_PASSAGE TO READ_
========================================

New Prison Policy May Mean Early Parole for Israel's Rapist Ex-president

Prisoner rehab policy change could make Moshe Katsav, who is serving a seven-year sentence for rape, eligible for parole even without admitting he’d done wrong.

Former president Moshe Katsav leaves prison for a holiday break in 2015.
Nir Keidar

A policy change in prisoner rehabilitation techniques could mean that Israel's jailed former president, Moshe Katsav, may get out early after all, even without admitting any wrongdoing, which bars him from parole under the existing rules.

Katsav, Israel’s eighth president, was convicted in 2010 of rape, commission of an indecent act by force, sexual harassment and obstruction of justice, but he never admitted to the offenses, or expressed remorse.

In April, the parole board rejected Katsav’s bid for early release and unanimously decided that he should complete his seven-year jail term. 

Admission and accepting responsibility for the crimes are preconditions for parole. However, new winds in criminology argue in favor of rehabilitating prisoners who deny wrongdoing as well. And thus, the rehabilitation authority is now proposing to suggest Katsav undergo a rehabilitation program provided outside prison, without admitting to a thing.

On Tuesday the court sat on Katsav’s appeal against the refusal to grant him parole, and decided to return the discussion to the parole board. Theoretically, the parole board can now approve Katsav’s release so he can undergo rehabilitation outside the prison.

========================================

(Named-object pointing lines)
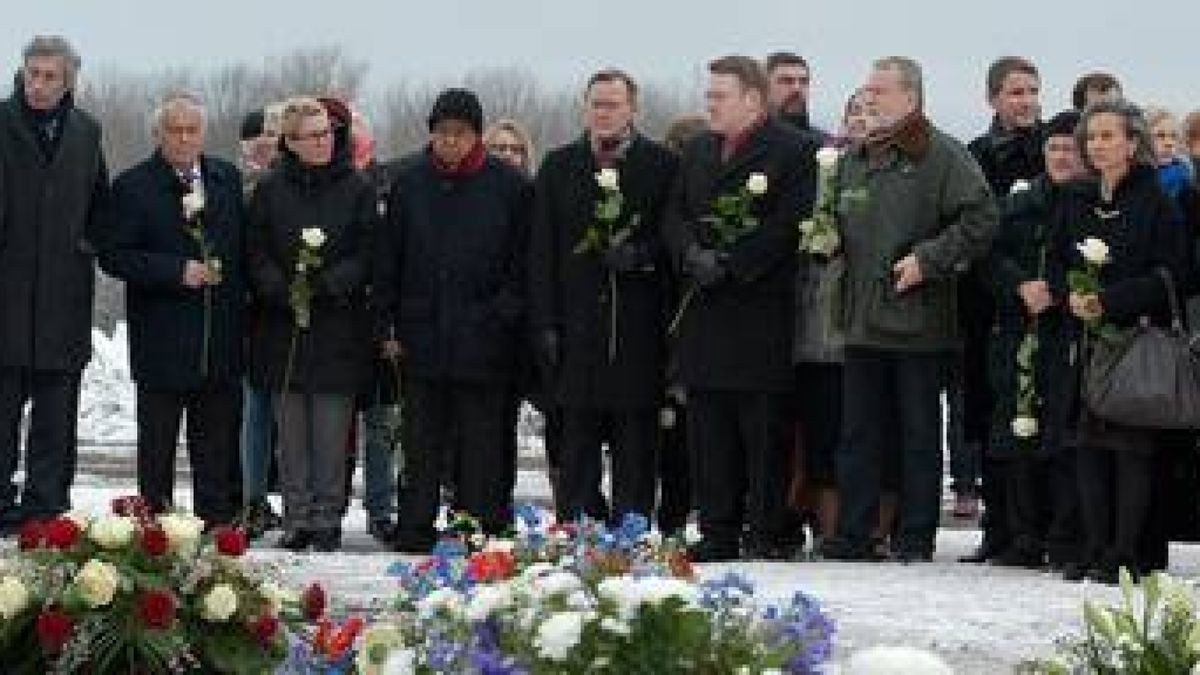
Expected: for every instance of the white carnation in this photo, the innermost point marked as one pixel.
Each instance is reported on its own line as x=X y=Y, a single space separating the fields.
x=13 y=597
x=220 y=603
x=756 y=184
x=96 y=583
x=312 y=237
x=112 y=532
x=1093 y=250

========================================

_EXERCISE DESCRIPTION_
Set down the full news article about Moshe Katsav's possible early parole, word for word. Rely only on the news article about Moshe Katsav's possible parole and leave the lines aside.

_RESULT OF THIS TASK_
New Prison Policy May Mean Early Parole for Israel's Rapist Ex-president

Prisoner rehab policy change could make Moshe Katsav, who is serving a seven-year sentence for rape, eligible for parole even without admitting he’d done wrong.

Former president Moshe Katsav leaves prison for a holiday break in 2015.
Nir Keidar

A policy change in prisoner rehabilitation techniques could mean that Israel's jailed former president, Moshe Katsav, may get out early after all, even without admitting any wrongdoing, which bars him from parole under the existing rules.

Katsav, Israel’s eighth president, was convicted in 2010 of rape, commission of an indecent act by force, sexual harassment and obstruction of justice, but he never admitted to the offenses, or expressed remorse.

In April, the parole board rejected Katsav’s bid for early release and unanimously decided that he should complete his seven-year jail term. 

Admission and accepting responsibility for the crimes are preconditions for parole. However, new winds in criminology argue in favor of rehabilitating prisoners who deny wrongdoing as well. And thus, the rehabilitation authority is now proposing to suggest Katsav undergo a rehabilitation program provided outside prison, without admitting to a thing.

On Tuesday the court sat on Katsav’s appeal against the refusal to grant him parole, and decided to return the discussion to the parole board. Theoretically, the parole board can now approve Katsav’s release so he can undergo rehabilitation outside the prison.